# WORK TO BE COMPLETED
Set down the entries exactly as they appear, apart from the images, which stay out.

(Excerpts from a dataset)
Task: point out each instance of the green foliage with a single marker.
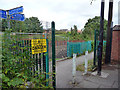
(91, 25)
(74, 31)
(31, 25)
(81, 67)
(16, 65)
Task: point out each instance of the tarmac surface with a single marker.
(64, 75)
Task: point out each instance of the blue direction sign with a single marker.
(3, 14)
(18, 17)
(16, 10)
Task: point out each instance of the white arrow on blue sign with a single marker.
(16, 10)
(3, 14)
(18, 17)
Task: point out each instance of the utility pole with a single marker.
(100, 46)
(109, 36)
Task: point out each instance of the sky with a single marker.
(65, 13)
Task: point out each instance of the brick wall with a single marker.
(115, 55)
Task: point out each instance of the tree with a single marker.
(91, 25)
(33, 25)
(75, 29)
(71, 31)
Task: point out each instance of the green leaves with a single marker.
(15, 81)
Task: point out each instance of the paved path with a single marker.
(64, 76)
(64, 70)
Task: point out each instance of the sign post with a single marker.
(53, 55)
(74, 68)
(100, 46)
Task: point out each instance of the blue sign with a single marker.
(18, 17)
(3, 14)
(16, 10)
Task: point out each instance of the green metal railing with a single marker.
(78, 47)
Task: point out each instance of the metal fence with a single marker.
(78, 47)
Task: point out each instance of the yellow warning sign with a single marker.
(38, 46)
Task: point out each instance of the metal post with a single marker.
(74, 68)
(108, 43)
(47, 63)
(8, 20)
(86, 62)
(94, 62)
(100, 46)
(53, 55)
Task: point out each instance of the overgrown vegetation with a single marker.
(81, 67)
(16, 72)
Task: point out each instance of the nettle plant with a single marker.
(16, 65)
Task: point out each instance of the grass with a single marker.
(80, 67)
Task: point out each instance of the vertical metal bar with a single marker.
(33, 64)
(111, 40)
(94, 62)
(47, 63)
(37, 64)
(44, 65)
(108, 43)
(100, 47)
(53, 55)
(30, 56)
(40, 62)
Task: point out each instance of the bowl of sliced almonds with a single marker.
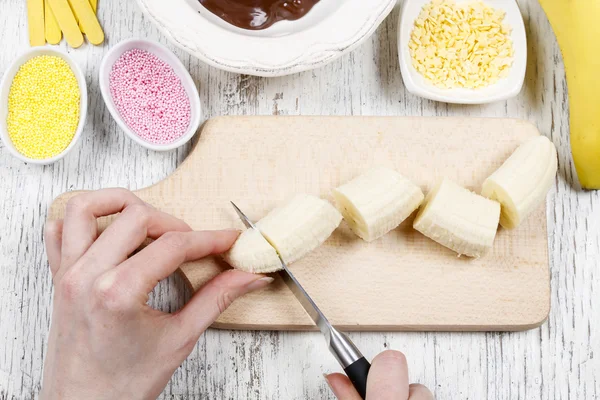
(466, 52)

# RESPONSE FOR THIS EXERCISE
Task: point out each instance of the green foliage with a single marker.
(91, 25)
(74, 31)
(31, 25)
(81, 67)
(16, 65)
Task: point out each instance of the tarmac surface with a single marker.
(64, 75)
Task: point out each instance of the blue direction sign with a single marker.
(3, 14)
(18, 17)
(16, 10)
Task: point out each instance of the white arrow on blue sign with a single marker.
(16, 10)
(3, 14)
(18, 17)
Task: point out each instance of the utility pole with a single marker.
(100, 46)
(109, 36)
Task: point out each instance of the sky with a single marker.
(65, 13)
Task: point out each instance of the brick wall with a single marker.
(115, 55)
Task: point out each instance of the tree with a single marker.
(91, 25)
(33, 25)
(75, 29)
(71, 31)
Task: point out each instance of the green leaves with a single marker.
(15, 81)
Task: point out each instance of the paved path with a single marker.
(64, 76)
(64, 70)
Task: point out each instance of the sign post with a single marker.
(53, 55)
(74, 68)
(100, 46)
Task: point out each instance of the blue sign with a single marker.
(18, 17)
(3, 14)
(16, 10)
Task: point out each instance of the green metal railing with a single marker.
(78, 47)
Task: point out each instance of the metal fence with a single marker.
(78, 47)
Task: point out each instance of the yellow warning sign with a single marker.
(38, 46)
Task: point out each instance of the metal post with a single marker.
(74, 68)
(108, 43)
(47, 63)
(8, 20)
(86, 62)
(94, 62)
(100, 46)
(53, 55)
Task: point out each instance of the overgrown vegetation with a single marker.
(81, 67)
(16, 72)
Task: point out each instance of the nettle plant with a single marker.
(16, 65)
Task: point out each instance of the grass with a single marker.
(80, 67)
Task: point out each instance of the vertical metal bar with a single marker.
(33, 64)
(111, 40)
(94, 62)
(47, 63)
(37, 64)
(44, 65)
(108, 43)
(100, 47)
(53, 55)
(30, 56)
(40, 62)
Task: point out each instance of the bowl of sliced almonds with a single marker.
(466, 52)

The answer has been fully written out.